- **What is needed**: Output exactly the lines that run from the line with "of the embroidered" to the end of the material, both ends included, and no other lines.

- **Data records**:
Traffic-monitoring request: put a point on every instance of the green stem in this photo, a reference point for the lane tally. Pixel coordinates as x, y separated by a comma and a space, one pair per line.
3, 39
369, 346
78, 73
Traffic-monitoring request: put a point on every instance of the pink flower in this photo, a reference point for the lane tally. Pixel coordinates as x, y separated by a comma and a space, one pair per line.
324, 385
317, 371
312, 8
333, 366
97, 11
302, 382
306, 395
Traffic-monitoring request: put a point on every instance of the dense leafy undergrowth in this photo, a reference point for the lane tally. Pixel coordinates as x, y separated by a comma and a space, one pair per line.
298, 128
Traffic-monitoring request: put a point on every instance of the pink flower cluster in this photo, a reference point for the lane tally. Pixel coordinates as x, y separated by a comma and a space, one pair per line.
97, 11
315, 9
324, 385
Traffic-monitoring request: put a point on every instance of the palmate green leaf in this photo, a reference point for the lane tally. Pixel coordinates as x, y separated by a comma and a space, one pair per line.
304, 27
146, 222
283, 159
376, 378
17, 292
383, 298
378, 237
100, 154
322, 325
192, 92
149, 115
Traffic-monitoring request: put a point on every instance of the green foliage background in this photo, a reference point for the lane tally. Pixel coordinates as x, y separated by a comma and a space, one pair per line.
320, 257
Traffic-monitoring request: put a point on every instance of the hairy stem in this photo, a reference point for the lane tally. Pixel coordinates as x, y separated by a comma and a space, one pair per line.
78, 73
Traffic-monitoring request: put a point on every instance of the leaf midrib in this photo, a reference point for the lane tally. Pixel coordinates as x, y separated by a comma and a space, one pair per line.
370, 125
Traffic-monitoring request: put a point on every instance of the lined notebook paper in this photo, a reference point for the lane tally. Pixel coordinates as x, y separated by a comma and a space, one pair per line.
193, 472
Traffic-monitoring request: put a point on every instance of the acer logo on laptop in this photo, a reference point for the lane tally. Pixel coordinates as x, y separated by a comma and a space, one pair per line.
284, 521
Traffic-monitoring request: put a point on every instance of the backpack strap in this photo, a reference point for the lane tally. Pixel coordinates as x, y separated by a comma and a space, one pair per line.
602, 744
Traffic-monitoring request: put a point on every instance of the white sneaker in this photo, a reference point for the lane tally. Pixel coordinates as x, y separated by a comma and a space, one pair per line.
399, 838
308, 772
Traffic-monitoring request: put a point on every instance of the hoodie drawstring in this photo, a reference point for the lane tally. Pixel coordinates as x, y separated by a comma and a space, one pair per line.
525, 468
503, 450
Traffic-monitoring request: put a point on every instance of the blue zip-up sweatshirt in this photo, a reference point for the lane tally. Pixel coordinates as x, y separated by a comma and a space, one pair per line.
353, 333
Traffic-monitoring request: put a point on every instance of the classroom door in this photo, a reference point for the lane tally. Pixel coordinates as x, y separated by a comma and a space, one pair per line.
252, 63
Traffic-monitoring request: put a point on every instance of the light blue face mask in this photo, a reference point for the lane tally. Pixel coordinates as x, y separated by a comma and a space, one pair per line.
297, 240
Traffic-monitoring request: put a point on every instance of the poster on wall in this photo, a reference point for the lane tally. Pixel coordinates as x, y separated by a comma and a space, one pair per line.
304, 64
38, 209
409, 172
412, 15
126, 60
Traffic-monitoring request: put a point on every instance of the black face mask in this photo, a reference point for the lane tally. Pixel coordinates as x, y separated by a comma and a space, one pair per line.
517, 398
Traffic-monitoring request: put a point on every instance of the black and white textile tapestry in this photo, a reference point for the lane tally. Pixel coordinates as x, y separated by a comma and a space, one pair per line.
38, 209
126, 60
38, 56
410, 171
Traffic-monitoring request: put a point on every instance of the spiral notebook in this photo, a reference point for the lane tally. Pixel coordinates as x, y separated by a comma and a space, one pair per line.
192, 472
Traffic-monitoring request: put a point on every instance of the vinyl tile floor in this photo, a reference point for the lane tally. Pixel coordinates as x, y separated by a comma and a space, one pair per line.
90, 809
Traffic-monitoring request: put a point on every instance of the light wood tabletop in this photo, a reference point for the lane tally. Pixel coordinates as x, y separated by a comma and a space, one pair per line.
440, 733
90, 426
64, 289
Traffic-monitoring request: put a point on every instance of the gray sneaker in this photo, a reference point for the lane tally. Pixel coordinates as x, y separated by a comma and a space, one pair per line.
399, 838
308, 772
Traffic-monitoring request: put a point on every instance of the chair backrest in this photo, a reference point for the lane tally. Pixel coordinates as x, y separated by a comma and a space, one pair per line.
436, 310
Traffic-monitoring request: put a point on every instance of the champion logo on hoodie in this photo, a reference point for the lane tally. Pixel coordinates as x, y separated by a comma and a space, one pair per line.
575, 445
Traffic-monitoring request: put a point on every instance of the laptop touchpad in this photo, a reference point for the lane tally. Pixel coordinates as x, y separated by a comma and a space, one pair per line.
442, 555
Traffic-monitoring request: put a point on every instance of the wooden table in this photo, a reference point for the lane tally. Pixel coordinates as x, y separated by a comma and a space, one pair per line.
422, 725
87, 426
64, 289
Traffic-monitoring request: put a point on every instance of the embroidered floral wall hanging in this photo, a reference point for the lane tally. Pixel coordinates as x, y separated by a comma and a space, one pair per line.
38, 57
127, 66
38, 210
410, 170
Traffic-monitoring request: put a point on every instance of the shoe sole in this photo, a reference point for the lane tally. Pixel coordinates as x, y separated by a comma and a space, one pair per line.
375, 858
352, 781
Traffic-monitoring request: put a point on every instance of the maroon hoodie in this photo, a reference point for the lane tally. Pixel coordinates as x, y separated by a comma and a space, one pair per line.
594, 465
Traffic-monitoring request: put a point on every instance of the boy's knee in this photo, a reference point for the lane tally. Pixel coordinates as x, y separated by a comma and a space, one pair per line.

- **Answer for this exercise**:
Traffic-monitoring request: put a point on every instance of the embroidered floral wall hanging in this photo, a reference point for the lane tally. Pixel coordinates as x, y separated by a comma and a space, one pair per line.
38, 57
127, 66
38, 210
410, 170
Traffic-monitoring request: put a point on every instance of the shoe sole in this photo, a reference point for the lane tally. Pixel coordinates as x, y separated by a comma and a space, one pair per line.
375, 858
352, 781
Traffic-monitoring request: put a point on every instance of the maroon hoodie in this photo, a reference point for the lane tally. Pixel coordinates as x, y separated by a comma and a space, one pair per line.
594, 465
Traffic-monitoring request: put a point on every instance of the boy's knee in this photo, a reference point for the lane tally. Pixel coordinates as x, y separated by a comma and a space, one pair per line.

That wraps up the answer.